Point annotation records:
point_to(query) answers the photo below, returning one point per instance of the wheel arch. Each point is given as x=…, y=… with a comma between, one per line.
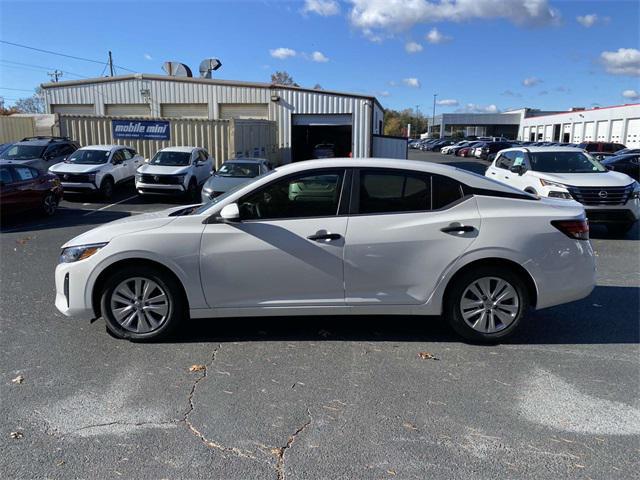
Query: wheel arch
x=501, y=262
x=99, y=284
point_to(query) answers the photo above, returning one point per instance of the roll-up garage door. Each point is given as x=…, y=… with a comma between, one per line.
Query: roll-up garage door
x=184, y=110
x=244, y=110
x=83, y=109
x=127, y=110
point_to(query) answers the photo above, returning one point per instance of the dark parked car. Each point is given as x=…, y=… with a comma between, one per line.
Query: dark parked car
x=601, y=147
x=26, y=188
x=629, y=164
x=40, y=152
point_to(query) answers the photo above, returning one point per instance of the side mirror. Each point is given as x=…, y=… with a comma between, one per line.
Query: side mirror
x=230, y=213
x=519, y=169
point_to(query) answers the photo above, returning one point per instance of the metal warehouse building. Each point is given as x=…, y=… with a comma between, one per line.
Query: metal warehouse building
x=304, y=117
x=619, y=124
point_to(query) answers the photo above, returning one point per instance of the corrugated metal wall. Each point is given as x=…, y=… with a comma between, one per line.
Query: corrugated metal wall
x=290, y=101
x=13, y=129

Task to complete:
Rewrite all of the entries above, including each request, with every x and y coordinate in the answers increased by 90; leave out the picture lines.

Task result:
point_to(query) answers the photo below, returning one point per instance of the wheel arch. Each point is given as x=…, y=… with a comma between, one per line.
Query: wheel arch
x=591, y=352
x=189, y=374
point_to(query) answers the photo above, returning one point per instance of the roll-up garage door. Each point is given as x=…, y=… with a comma between, one per line.
Query: roll-up garage door
x=274, y=200
x=334, y=200
x=173, y=199
x=217, y=200
point_to(query) answers the photo above, returning one point per instance of the dark parked car. Each point is given as x=…, y=… with a comma between, one per line.
Query: dark parked car
x=691, y=237
x=116, y=278
x=719, y=254
x=130, y=242
point_to(query) answers the photo above, returning one point per instance of the side mirror. Each point is given as x=…, y=… with a comma between, one per line.
Query: side mirror
x=320, y=303
x=609, y=259
point_to(query) answers the photo above, returning one point per instance of the metal warehouse building. Each point is given as x=…, y=… with a comma between, one per line.
Query: metal warehouse building
x=394, y=207
x=709, y=214
point_to(query) answers the photo above, returning one point per instance of the corrugated metal wall. Each point is given as x=…, y=… with a comma between, one per line.
Query: corrugated metal wall
x=380, y=191
x=103, y=219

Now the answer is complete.